What follows is a listing. Return every line of it exactly.

Position annotation records:
****************************************

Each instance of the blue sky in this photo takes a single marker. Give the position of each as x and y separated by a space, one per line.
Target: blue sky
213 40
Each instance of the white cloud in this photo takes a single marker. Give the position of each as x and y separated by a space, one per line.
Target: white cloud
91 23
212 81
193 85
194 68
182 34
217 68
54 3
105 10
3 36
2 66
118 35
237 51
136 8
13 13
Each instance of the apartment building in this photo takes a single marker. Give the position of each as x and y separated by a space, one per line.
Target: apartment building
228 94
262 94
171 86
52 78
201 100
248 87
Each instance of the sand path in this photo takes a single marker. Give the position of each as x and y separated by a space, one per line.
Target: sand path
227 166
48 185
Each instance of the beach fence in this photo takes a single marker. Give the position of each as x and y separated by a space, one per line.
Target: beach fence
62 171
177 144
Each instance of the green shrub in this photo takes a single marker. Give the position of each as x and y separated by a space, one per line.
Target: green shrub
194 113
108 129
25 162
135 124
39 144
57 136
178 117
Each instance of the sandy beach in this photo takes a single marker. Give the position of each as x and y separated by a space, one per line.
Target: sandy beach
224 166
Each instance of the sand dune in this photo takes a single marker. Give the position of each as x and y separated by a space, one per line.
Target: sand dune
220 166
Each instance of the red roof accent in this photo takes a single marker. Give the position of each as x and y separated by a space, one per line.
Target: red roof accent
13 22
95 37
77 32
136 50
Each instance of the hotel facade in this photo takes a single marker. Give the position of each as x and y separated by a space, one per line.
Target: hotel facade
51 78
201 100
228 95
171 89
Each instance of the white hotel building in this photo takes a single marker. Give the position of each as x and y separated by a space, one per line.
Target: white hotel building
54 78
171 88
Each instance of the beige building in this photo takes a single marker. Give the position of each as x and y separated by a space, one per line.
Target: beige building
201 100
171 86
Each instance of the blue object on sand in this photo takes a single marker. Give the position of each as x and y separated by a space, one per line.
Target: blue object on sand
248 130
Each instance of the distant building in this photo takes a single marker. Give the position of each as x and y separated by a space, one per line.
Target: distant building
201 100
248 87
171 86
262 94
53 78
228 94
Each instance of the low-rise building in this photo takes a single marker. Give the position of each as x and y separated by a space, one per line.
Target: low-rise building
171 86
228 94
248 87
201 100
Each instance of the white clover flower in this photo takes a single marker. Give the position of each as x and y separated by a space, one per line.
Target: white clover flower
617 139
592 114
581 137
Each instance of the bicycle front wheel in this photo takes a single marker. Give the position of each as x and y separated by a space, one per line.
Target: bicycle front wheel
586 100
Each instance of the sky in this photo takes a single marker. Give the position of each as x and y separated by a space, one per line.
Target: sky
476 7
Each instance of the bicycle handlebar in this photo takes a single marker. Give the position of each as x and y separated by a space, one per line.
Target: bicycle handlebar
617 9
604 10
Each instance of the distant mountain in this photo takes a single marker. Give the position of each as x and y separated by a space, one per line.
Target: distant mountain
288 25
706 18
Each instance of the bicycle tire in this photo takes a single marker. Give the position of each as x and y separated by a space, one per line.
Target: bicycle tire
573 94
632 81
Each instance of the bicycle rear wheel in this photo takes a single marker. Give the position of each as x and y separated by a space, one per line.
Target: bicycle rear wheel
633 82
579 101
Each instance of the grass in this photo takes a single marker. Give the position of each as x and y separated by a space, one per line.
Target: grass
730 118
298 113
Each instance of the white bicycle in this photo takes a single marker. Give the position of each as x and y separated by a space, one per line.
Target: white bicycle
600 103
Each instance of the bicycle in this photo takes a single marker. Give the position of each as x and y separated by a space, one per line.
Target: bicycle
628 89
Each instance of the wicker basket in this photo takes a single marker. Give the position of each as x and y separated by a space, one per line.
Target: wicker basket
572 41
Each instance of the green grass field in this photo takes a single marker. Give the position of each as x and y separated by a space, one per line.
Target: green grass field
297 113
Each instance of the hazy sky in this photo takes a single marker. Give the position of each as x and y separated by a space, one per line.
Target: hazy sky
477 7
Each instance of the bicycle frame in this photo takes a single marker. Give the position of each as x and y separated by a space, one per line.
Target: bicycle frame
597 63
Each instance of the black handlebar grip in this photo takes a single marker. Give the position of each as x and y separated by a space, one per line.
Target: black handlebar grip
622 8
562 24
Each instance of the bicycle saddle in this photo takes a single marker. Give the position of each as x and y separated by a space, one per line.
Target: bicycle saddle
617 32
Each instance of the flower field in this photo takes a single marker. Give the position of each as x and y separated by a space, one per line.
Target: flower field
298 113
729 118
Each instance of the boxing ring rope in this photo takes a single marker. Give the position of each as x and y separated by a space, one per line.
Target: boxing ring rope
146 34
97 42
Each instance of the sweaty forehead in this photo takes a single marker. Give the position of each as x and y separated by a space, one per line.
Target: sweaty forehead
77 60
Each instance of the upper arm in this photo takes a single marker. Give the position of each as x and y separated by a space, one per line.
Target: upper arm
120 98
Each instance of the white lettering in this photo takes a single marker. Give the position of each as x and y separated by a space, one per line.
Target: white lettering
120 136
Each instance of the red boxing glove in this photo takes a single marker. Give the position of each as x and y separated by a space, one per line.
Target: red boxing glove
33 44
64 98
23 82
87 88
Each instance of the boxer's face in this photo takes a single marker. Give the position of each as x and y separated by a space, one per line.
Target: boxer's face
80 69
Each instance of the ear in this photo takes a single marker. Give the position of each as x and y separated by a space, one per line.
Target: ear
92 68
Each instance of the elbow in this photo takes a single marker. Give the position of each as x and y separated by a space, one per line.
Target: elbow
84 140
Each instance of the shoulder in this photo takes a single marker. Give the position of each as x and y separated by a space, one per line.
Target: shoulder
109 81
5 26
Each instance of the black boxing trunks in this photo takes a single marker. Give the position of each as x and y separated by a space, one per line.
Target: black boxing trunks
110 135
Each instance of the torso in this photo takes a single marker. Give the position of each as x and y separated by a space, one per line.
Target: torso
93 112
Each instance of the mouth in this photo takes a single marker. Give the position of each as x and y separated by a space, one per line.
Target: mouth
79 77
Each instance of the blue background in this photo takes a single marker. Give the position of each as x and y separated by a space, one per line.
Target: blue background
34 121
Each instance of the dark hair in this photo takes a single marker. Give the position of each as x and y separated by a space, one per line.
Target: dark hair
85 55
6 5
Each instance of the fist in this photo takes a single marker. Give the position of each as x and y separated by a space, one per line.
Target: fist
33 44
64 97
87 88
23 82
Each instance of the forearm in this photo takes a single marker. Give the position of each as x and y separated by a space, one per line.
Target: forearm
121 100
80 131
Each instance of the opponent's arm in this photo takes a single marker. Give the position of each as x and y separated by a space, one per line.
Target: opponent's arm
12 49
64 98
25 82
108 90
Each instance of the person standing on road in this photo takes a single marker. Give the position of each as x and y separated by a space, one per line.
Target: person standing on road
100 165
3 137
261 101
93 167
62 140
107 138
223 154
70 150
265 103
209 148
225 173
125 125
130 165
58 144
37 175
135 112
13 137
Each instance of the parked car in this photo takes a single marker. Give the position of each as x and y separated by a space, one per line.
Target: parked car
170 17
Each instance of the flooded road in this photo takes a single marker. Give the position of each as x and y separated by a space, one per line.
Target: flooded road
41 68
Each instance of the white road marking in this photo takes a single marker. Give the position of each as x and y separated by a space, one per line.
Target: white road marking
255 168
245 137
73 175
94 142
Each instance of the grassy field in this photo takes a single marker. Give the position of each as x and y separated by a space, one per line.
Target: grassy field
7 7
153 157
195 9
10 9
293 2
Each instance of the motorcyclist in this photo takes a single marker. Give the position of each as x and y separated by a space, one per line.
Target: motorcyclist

****************************************

Written solution:
Each instance of the blue sky in this photo takes a single marker. Give the position of each as x and y separated by a space, one per line.
Target: blue sky
213 40
Each instance of the white cloud in this photo takes a single marker. Give the position of each as x and y separated by a space, one per line.
Target: white cloud
91 23
212 81
193 85
194 68
182 34
217 68
54 3
105 10
3 36
2 66
118 35
237 51
136 8
13 13
Each instance of the apartment building in this photo takes a single marker. Give the position of each as x and y separated by a space, one per line.
Target: apartment building
228 94
262 94
171 86
52 78
201 100
248 87
Each instance of the sand path in this photo takes a single marker. Give the position of each as x and y separated by a space, one per line.
Target: sand path
227 166
48 185
Each instance of the beach fence in this photo takes a single marker. Give the position of each as x and y separated by a space, one per line.
Target: beach fence
62 171
177 144
Each instance of the green shrub in this photo takes a single marker. Give the position of each as x and y separated by a space, one per line.
Target: green shrub
194 113
108 129
25 162
135 124
39 144
57 136
178 117
Each instance of the sandy beach in this photo takes a single marker. Give the position of each as x and y separated by a space, one per line.
Target: sandy beach
224 166
Each instance of the sand dune in this photo takes a single marker. Give the position of each as x and y separated by a space, one per line.
Target: sand dune
220 166
Each instance of the red roof accent in this photo takes a single marker. Give the position of each as x and y separated by a space, one per line.
Target: red roof accent
13 22
95 37
77 32
136 50
Each instance of the hotel facade in this photo takes a single marker. Give the position of each as x and y separated by a space, one per line.
Target: hotel facade
51 78
201 100
228 95
171 89
Each instance of the white hotel building in this photo takes a single marker. Give the position of each as x and y separated by a space, one per line.
Target: white hotel building
54 78
171 88
Each instance of the beige building in this photo takes a single marker. Give the position of each as x and y separated by a space, one per line.
Target: beige building
201 100
171 86
Each instance of the blue object on sand in this photo takes a single marker. Give the position of each as x and y separated by a space, one per line.
Target: blue object on sand
248 130
Each instance of the distant building in this photo takes a single marker. Give the position of each as x and y separated by a space, one per line.
Target: distant building
201 100
248 87
171 86
262 94
53 78
228 94
Each instance of the low-rise building in this photo takes a single marker. Give the position of each as x and y separated by a space, one per line.
Target: low-rise building
171 86
228 94
248 87
201 100
Each instance of the white clover flower in this photo takes a single marker. Give the position of each as x and y separated by a space, one per line.
Target: white clover flower
617 139
592 114
581 137
Each instance of the bicycle front wheel in this photo takes a single marker. Give the position of each as x and y separated by a space, one per line.
Target: bicycle front wheel
586 100
Each instance of the sky in this photo takes a single marker. Give the position of each as x and y separated by a space, one per line.
Target: sky
476 7
Each instance of the bicycle handlebar in this photo takes a single marker. Give the position of each as x and y separated by a space, one per line.
Target: bicycle handlebar
617 9
604 10
Each instance of the distant mountain in this photo takes a single marker. Give the position of each as x and y separated by a space, one per line.
Target: distant mountain
288 25
706 18
Each instance of the bicycle tire in this photo takes a single marker. Give the position of each as x and y separated by a space, one per line.
Target: bicycle tire
573 94
632 81
Each instance of the bicycle rear wheel in this photo takes a single marker. Give the position of each as x and y separated by a space, one per line.
Target: bicycle rear wheel
633 82
579 101
Each instance of the grass in this photo takes a single marker. Give the position of each as x and y separated by a space, one per line.
Target: grass
730 118
298 113
Each instance of the white bicycle in this photo takes a single marker. Give the position of each as x and y separated by a space, one per line.
Target: white bicycle
600 103
Each instance of the bicycle in this photo takes a single marker. Give the position of each as x and y separated by a space, one per line.
Target: bicycle
628 89
Each instance of the wicker basket in this photo takes a single marker. Give the position of each as x and y separated by a space, one per line.
Target: wicker basket
572 41
Each instance of the green grass field in this photo takes a single marker. Give the position of each as x and y separated by a space, one per line.
Target: green grass field
297 113
Each instance of the hazy sky in this photo takes a single marker. Give the position of each as x and y separated by a space, one per line.
Target: hazy sky
477 7
Each instance of the bicycle frame in this photo takes a single marker. Give the position of each as x and y separated by a space, one per line.
Target: bicycle frame
597 63
Each instance of the black handlebar grip in this photo takes a single marker. Give the position of each as x and y separated by a space, one per line.
Target: black handlebar grip
622 8
562 24
Each instance of the bicycle saddle in this photo takes a single marker. Give the position of each as x and y separated by a space, one per line.
Target: bicycle saddle
617 32
Each instance of the flower field in this photo takes a single marker. Give the position of each as x and y separated by a space, one per line.
Target: flower field
298 113
729 118
Each instance of the boxing ring rope in this photo takes a single marker. Give the position of each as x and y separated by a space, one per line.
Target: boxing ring rope
146 34
97 42
Each instance of the sweaty forehead in this photo takes a single marker. Give the position of each as x and y separated by a space, one per line.
Target: sweaty forehead
77 60
Each instance of the upper arm in this photo takes a single marker. Give the position of each as x and y separated by a space, one per line.
Target: upper arm
120 98
Each instance of the white lettering in this photo takes a single marker. Give the position of each as x and y separated by a space, one per line.
Target: white lettering
120 136
Each instance of the red boxing glove in this photo takes a single marker. Give the position of each as x and y separated by a space, one per line.
Target: red boxing glove
33 44
64 98
23 82
87 88
Each instance of the boxer's face in this photo takes a single marker. Give the position of each as x and y separated by a space, one per line.
Target: boxer's face
80 69
Each instance of the ear in this photo takes a single marker. Give the position of each as x and y separated by a space, one per line.
Target: ear
92 68
Each instance of the elbow in this photo takes a single marker. Give the position of each as x and y separated by a space, one per line.
Target: elbow
84 140
Each instance of the shoulder in this photo takes a single marker. Give the position of each as x and y separated by a space, one per line.
Target: shoulder
109 81
5 26
Each instance of the black boxing trunks in this photo takes a single marker. Give the position of each as x and y separated by a space, one per line.
Target: black boxing trunks
110 135
Each instance of the torso in this photo takes a single marker. Give the position of each as x and y separated by a space, one per line.
Target: torso
93 112
Each instance of the mouth in this photo takes a single marker. Give the position of each as x and y separated by a space, one per line.
Target: mouth
79 77
Each instance of the blue background in this photo takes a single marker. Give the position of each as x and y separated by a space, one per line.
Target: blue background
34 121
Each instance of the dark hair in this photo takes a single marker. Give the position of each as x and y separated by a space, one per line.
Target: dark hair
85 55
6 5
Each instance of the fist in this photo takes a single marker. Give the position of each as x and y separated by a space, one per line.
Target: fist
33 44
64 97
87 88
23 82
Each instance of the forearm in this photo takes a single marker. Give the position of each as x and y separated by a space, one per line.
Target: forearm
121 100
80 131
Each instance of the opponent's arm in this photo takes a single marker. Give the position of each as x and y separated by a space, one per line.
Target: opponent's arm
12 49
64 98
25 82
108 90
Each instance of the person standing on road in this photo takes a single marker. Give the position of each as x and y separated by a space, one per line.
Target: person standing on road
100 165
3 137
261 101
93 167
62 140
107 138
223 154
70 150
265 103
209 148
225 173
125 125
130 165
58 144
37 175
135 112
13 137
Each instance of the parked car in this photo takes a single marker. Give the position of each as x and y separated by a space, one per line.
Target: parked car
170 17
Each instance of the flooded road in this photo takes a single marker. Give the position of each as x and y separated by a space, one per line.
Target: flooded road
41 68
Each instance of the white road marking in this photo takes a single marker. Give the position of each as x and y separated by a space, one per line.
Target: white road marking
255 168
245 137
73 175
94 142
Each instance of the grassy field in this photo takes a single marker. Give the position of each as x and y separated by a space, one per line.
Target: grassy field
7 7
153 157
195 9
10 9
293 2
Each instance of the motorcyclist in this photo takes a single marker. Give the position of each as x and y separated by a space, one per line.
Target: motorcyclist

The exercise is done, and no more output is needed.